■ **Consigne**:
Dans l'extrait fourni ci-dessous sur Shimabuku et Vermeiren, condensez s'il vous plaît sous forme de liste le paragraphe commençant par « Shimabuku pratique un humour », sans en perdre les faits essentiels.

---------- Extrait fourni ----------

Shimabuku pratique un humour sournois ou très naïf, presque absurde, d’une dérision qui n’est pas étrangère à un art belge même si nous n’avons pas beaucoup d’artistes qui ont travaillé dans l’esprit Fluxus. Ajouter au spectre des possibilités des artistes et du public belge, d’autres sensibilités et imaginaires que ce qu’ils connaissent déjà était l’une de nos préoccupations principales. Avec Shimabuku et Vermeiren, les origines de certains discours encore prépondérants aujourd’hui : le minimalisme dans la sculpture fondamentale et la déstructuration absurdiste de Fluxus sont encore de mise. Chez Shimabuku, on peut dire que les procédures qu’il applique ont des racines dans des performances de certains artistes et compositeurs Fluxus. Et ses amitiés avec certains musiciens aujourd’hui montrent comment son état d’esprit a beaucoup de points communs avec cette génération. Même si cela ressemble a priori à quelque chose d’improbable, Vermeiren et Shimabuku ne sont pas si éloignés en réalité, car ils travaillent sur les limites entre l’art et la vie.

---------- Données extraites ----------

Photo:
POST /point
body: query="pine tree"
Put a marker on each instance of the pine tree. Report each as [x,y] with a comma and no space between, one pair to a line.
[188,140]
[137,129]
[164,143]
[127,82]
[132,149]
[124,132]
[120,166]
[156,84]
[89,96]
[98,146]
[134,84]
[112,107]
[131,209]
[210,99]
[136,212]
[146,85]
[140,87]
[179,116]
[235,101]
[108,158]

----------

■ **Réponse**:
- Shimabuku pratique un humour sournois ou très naïf, presque absurde, dont la dérision rappelle un art belge, bien que peu d'artistes belges aient travaillé dans l'esprit Fluxus.
- Une préoccupation principale était d'élargir les possibilités des artistes et du public belges à d'autres sensibilités et imaginaires.
- Avec Shimabuku et Vermeiren, deux discours encore prépondérants restent de mise : le minimalisme dans la sculpture fondamentale et la déstructuration absurdiste de Fluxus.
- Les procédures de Shimabuku s'enracinent dans des performances d'artistes et de compositeurs Fluxus, et ses amitiés actuelles avec des musiciens montrent un état d'esprit proche de cette génération.
- Malgré les apparences, Vermeiren et Shimabuku sont proches : tous deux travaillent sur les limites entre l'art et la vie.